▶ WHAT THE TASK ASKS
Using the listing below, print exactly everything from the line with "For each instance of the white" down to the line with "[[182, 574]]", both included, and nothing more.

+++

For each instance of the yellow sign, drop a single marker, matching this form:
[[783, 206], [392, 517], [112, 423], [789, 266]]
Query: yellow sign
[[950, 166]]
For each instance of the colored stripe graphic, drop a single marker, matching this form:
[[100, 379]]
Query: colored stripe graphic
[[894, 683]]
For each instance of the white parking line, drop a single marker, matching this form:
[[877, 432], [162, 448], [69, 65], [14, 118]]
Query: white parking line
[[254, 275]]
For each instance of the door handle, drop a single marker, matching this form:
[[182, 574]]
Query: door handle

+++

▶ TASK OUTPUT
For each instance of the white parking line, drop a single marker, matching this form:
[[877, 432], [162, 448], [69, 65], [14, 118]]
Query: white parking line
[[254, 275]]
For each instance of the door handle, drop a single marker, matching this form:
[[182, 574]]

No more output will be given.